To be done
A. In the piece on CISOs helping the workforce stay safe online, what returns do the early test deposits on the cryptocurrency scam websites yield?
B. Continue the piece on CISOs helping the workforce stay safe online, starting after its last sentence.

Extract
((

I’ll circle back to the “why” one would do this further down.  First, I want to provide some detail on how as a CISO, one can be the cybersecurity expert for the workforce with the objective of making them safer in all aspects of their on-line lives.

What you can do:

You can help them know how to prevent these things.  Is all your security awareness training and outreach around preventing business related attacks?    Or, like most CISO’s I know, do you remind everyone in late January about fake IRS scams?  How far can you take this (where I work, we call answering that question part of “active caring”)?  The list of things you can engage the workforce is ever changing as the crooks change their methods.  And the people in their lives that need protecting include their siblings, their children, their partners and their parents. 

Think a single twenty something worker doesn’t care about sextortion attacks aimed at teens?  They do if they have a younger sibling they’re close to. 

Describing scams and how to recognize them can help your workforce keep those they care for safe.  And a workforce engaged with knowing how to be safe on-line is what we’re aiming for with our awareness programs, right?

You can suggest resources that will help them with more information.  If you have workers who are raising children, those children are what people that work with children and technology call “digital natives.”  You don’t have to be an expert on this subject, but it doesn’t take much to find the experts online.  Want to reach parents who are worried about how and when to get their kids their first mobile phone?  You can point them to Dr. Devorah Heitner’s work raising digital natives; https://devorahheitner.com/why-should-you-plan-before-getting-your-kid-a-phone/

You may be thinking, but I am not more qualified than them to know what’s best for the kids.  Of course you aren’t.  And they can use search engines just like you can.  But you would be surprised at how useful your training in evaluating resources that accurately describes threats and exploits and that lay out preventive plans of action really is.

You can help them recognize when they or their families are being scammed.   I have done this, fortunately, on only a few occasions.  But I cannot tell you how useful it is for someone who thinks they are being scammed (or thinks someone in their family is) to hear a cybersecurity expert describe in detail exactly what they are experiencing. 

For example, confirming for someone that the stranger they met last month who is asking them to put their life savings into a cryptocurrency “account” on a website that you can see was spun up 90 days ago is best left alone, can be invaluable to them.  If you know those particular scams, the early test deposits people make to test out the website yield returns of 5-10 times the initial small investment.  They are usually even able to withdraw those gains.  It’s only when the person puts in a large sum that the site becomes unavailable and they lose their investment.

Assuring someone that scammers make a lot of threats from “I’ll send those explicit pictures to the admission counselors of the colleges you are applying to” to “I have everything I need to make sure you never get another Social Security check” but that they are usually empty can provide all the assurance they need to deal with things.

))

Material supplied

((

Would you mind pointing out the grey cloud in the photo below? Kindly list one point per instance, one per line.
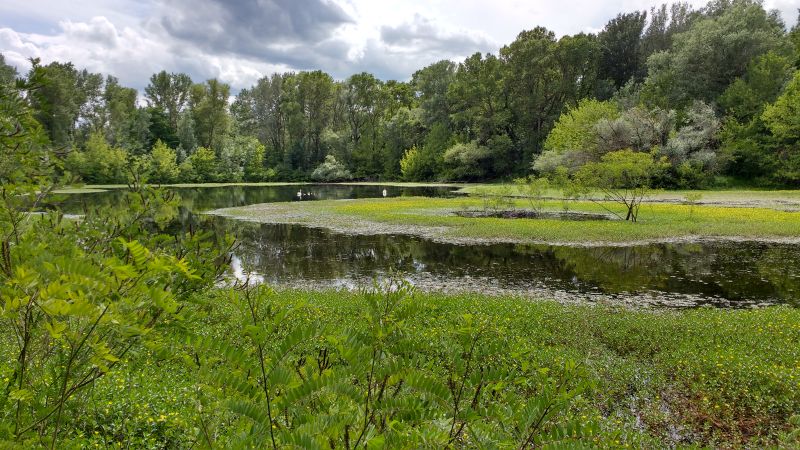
(421, 34)
(256, 28)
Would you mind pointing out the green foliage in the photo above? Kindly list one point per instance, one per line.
(99, 163)
(163, 164)
(782, 118)
(374, 383)
(78, 298)
(624, 177)
(467, 162)
(201, 166)
(704, 60)
(534, 189)
(575, 129)
(331, 170)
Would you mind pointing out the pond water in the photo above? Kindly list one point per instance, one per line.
(723, 274)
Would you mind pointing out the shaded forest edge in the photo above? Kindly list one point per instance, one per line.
(716, 115)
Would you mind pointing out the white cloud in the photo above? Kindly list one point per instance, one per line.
(132, 39)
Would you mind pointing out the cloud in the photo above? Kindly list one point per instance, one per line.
(131, 54)
(423, 35)
(400, 50)
(274, 29)
(239, 41)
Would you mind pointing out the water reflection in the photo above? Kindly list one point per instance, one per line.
(207, 198)
(721, 273)
(716, 273)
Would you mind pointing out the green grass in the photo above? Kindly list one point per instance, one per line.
(720, 378)
(102, 187)
(435, 218)
(770, 198)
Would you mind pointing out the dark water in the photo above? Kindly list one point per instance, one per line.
(725, 274)
(207, 198)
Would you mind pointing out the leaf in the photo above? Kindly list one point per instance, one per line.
(55, 329)
(20, 395)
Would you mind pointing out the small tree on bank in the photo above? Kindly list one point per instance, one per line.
(331, 170)
(624, 177)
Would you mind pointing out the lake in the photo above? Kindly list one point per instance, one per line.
(722, 274)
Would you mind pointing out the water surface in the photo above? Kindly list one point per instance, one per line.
(723, 274)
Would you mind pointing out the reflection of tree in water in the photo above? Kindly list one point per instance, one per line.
(781, 266)
(619, 269)
(291, 252)
(207, 198)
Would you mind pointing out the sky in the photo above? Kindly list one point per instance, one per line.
(239, 41)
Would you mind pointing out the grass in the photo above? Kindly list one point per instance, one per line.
(767, 198)
(434, 218)
(103, 187)
(711, 377)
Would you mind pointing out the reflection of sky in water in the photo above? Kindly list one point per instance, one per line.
(719, 273)
(722, 273)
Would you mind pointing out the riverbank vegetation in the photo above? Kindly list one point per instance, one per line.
(123, 327)
(428, 369)
(439, 218)
(649, 82)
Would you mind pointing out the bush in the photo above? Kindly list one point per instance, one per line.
(331, 170)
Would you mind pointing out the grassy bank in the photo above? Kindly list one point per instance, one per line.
(104, 187)
(651, 379)
(435, 218)
(779, 199)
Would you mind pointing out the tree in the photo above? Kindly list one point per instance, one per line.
(692, 149)
(365, 102)
(531, 74)
(431, 85)
(621, 41)
(99, 163)
(624, 177)
(169, 92)
(575, 139)
(8, 73)
(466, 162)
(187, 143)
(64, 97)
(200, 166)
(782, 119)
(766, 76)
(331, 170)
(163, 164)
(119, 111)
(575, 129)
(79, 296)
(715, 51)
(209, 105)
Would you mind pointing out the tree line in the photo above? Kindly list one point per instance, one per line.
(711, 93)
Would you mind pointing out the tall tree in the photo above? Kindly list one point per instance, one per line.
(209, 104)
(169, 92)
(8, 73)
(621, 42)
(532, 72)
(431, 85)
(65, 97)
(714, 52)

))

The responses
A. They yield returns of 5-10 times the initial small investment.

B.
Refer them to law enforcement.  If someone’s house was broken into, they would call the police. On-line attacks are relatively new and people often don’t think of going to their local police.  Sometimes, they feel embarrassed that they were gullible and got fooled.  They need some encouragement to call the police.  Increasingly, local law enforcement has at least one “cyber expert” in-house (all state police forces do).  And even if not, since most on-line scams are often on-line versions of old time confidence schemes, local law enforcement can be very helpful in helping people get closure on an event.

You can listen (be empathetic).  Sometimes, a person just needs someone else to listen and say “yep, the hackers are smart and lots of people fall for these scams.”  We are looking to partner with our workforce so they become better at keeping the Enterprise and themselves secure.  Just being on their side can help make them more receptive to being more careful.

What you can’t do

In general, you can’t make guarantees.  While being the cybersecurity expert means you can say things with some degree of certainty, you obviously can’t guarantee things to people.  Statements like “block their number and you will never hear from them again” are ill advised.  As we know, hackers can be persistent and your credibility depends on recognizing that risk is difficult to fully eliminate.

You probably can’t reimburse them for losses.  Here’s where I am taking my own advice and not saying something as an absolute certainty.  I have never encountered a situation where a company would reimburse a member of the workforce who was the victim of a scam.  I can’t imagine one either.

You probably shouldn’t get between them and a scammer. Again, I can’t say never but I can’t imagine this would be a good idea.  That’s what law enforcement and other resources you point them do are for.

It all sounds like a lot of extra work, doesn’t it?  As I argued at the beginning, I don’t think the work is “extra.”  I think we need to see it as essential. 

The run of the mill hacker doesn’t care that much what scam they run so long as they can make money off it.  The next time you hear about a business email compromise attack beginning with a notice that the person needs to change the routing number and account number to pay the next invoice, have your employee write back “ok, but I am still waiting to get those photos you promised me” and see what the hacker writes back.  Then block them and report any fraudulent email domain they spun up.

The point is that the hackers see the employee as a target no different than they see the same person when they’re home.  They want to get to your company’s bank account and the employee’s account.  Leveraging that alignment can help you train your employees better at recognizing scams.

That’s the beginning of the value proposition here.  Cutting down on employee distraction is also of tremendous value.

If you work in construction, manufacturing, transportation or another industry where employee safety is of the utmost importance, then you know that a distracted worker is more likely to have an incident and possibly get injured.  If your employee is worried about what their child is doing with their phone every night in their room after dinner, they may be more prone to a safety incident on the job. 

Distracted office workers are more likely to click on a link or download an attachment without thinking as well.

Going back to the idea that the Security department can align with Human Resources and Employee Assistance, I would argue that even if all you do is make sure the EAP program has being safe on-line resources available in their elder care and help for parents programs you’ve furthered the mission of keeping the Enterprise safe.

Nothing I am talking about here has to be formal.  Maybe it is just a mention in an employee newsletter or communication that you are there to help.  Maybe it is just incorporating personal and family on-line safety tips in your regular awareness communications.  There is no wrong way to kick this off if you are not already doing it.   Done thoughtfully and within the culture of your Enterprise, I think you will find it pays off in promoting a security aware culture.